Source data

'''

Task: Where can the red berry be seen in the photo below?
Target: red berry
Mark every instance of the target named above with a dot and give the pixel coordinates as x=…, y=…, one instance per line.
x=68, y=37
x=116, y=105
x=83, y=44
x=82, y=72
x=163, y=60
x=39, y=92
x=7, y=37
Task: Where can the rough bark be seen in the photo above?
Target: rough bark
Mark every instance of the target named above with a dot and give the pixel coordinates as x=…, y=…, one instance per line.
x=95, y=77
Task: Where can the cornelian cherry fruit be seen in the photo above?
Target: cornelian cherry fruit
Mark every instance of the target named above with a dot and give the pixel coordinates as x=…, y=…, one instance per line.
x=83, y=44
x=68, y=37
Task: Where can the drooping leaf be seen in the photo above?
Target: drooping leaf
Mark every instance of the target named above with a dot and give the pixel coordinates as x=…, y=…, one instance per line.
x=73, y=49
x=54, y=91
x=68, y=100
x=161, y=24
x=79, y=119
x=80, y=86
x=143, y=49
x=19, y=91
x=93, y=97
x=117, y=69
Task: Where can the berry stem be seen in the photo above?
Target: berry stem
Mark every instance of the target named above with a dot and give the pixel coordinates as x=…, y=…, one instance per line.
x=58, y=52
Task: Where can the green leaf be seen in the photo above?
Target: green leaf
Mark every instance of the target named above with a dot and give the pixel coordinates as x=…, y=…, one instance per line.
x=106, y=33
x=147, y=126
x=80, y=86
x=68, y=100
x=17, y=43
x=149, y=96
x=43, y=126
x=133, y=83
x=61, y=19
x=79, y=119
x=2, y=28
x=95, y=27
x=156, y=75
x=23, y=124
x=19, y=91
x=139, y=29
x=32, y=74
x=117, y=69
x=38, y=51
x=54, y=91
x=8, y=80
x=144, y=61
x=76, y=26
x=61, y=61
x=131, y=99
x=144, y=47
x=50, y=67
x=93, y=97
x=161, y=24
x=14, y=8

'''

Given exercise
Format each line of the rows above as a Markdown table with two columns, "No." and "Text". Number the lines in order and skip any blank ones.

Finished task
| No. | Text |
|---|---|
| 1 | Task: Where can the red berry be seen in the photo below? |
| 2 | Target: red berry |
| 3 | Mark every instance of the target named above with a dot and give the pixel coordinates as x=…, y=…, one instance per line. |
| 4 | x=68, y=37 |
| 5 | x=116, y=105 |
| 6 | x=83, y=44 |
| 7 | x=82, y=72 |
| 8 | x=163, y=60 |
| 9 | x=39, y=92 |
| 10 | x=7, y=37 |
| 11 | Task: Where can the rough bark be seen in the photo above? |
| 12 | Target: rough bark |
| 13 | Mark every instance of the target named above with a dot and give the pixel coordinates as x=…, y=…, one instance per line. |
| 14 | x=95, y=77 |
| 15 | Task: Where can the cornelian cherry fruit be seen in the photo above? |
| 16 | Target: cornelian cherry fruit |
| 17 | Mark every instance of the target named above with a dot and give the pixel coordinates as x=…, y=…, one instance per line. |
| 18 | x=83, y=44 |
| 19 | x=68, y=37 |
| 20 | Task: Where can the drooping leaf be seen in the photo above? |
| 21 | Target: drooping leaf |
| 22 | Mark every instance of the target named above with a dot and give the pixel coordinates as x=…, y=…, one instance per line. |
| 23 | x=73, y=49 |
| 24 | x=54, y=91 |
| 25 | x=68, y=100 |
| 26 | x=161, y=24 |
| 27 | x=79, y=119 |
| 28 | x=80, y=86 |
| 29 | x=143, y=49 |
| 30 | x=19, y=91 |
| 31 | x=93, y=97 |
| 32 | x=117, y=69 |
| 33 | Task: Where can the berry stem be seen in the photo above? |
| 34 | Target: berry stem |
| 35 | Mark every instance of the target named above with a dot and give the pixel coordinates as x=…, y=…, one instance per line. |
| 36 | x=58, y=52 |
| 37 | Task: Where can the green leaf be seen in the photo above? |
| 38 | Target: green leaf |
| 39 | Mark every instance of the target named above with a dot and give the pixel coordinates as x=…, y=…, one instance per line. |
| 40 | x=106, y=33 |
| 41 | x=147, y=126 |
| 42 | x=80, y=86 |
| 43 | x=68, y=100 |
| 44 | x=17, y=43 |
| 45 | x=149, y=96 |
| 46 | x=43, y=126 |
| 47 | x=133, y=83 |
| 48 | x=61, y=19 |
| 49 | x=79, y=119 |
| 50 | x=2, y=28 |
| 51 | x=95, y=27 |
| 52 | x=156, y=75 |
| 53 | x=23, y=124 |
| 54 | x=19, y=91 |
| 55 | x=139, y=29 |
| 56 | x=32, y=74 |
| 57 | x=117, y=69 |
| 58 | x=38, y=51 |
| 59 | x=54, y=91 |
| 60 | x=8, y=80 |
| 61 | x=144, y=61 |
| 62 | x=76, y=26 |
| 63 | x=61, y=61 |
| 64 | x=131, y=99 |
| 65 | x=144, y=47 |
| 66 | x=50, y=67 |
| 67 | x=93, y=97 |
| 68 | x=161, y=24 |
| 69 | x=14, y=8 |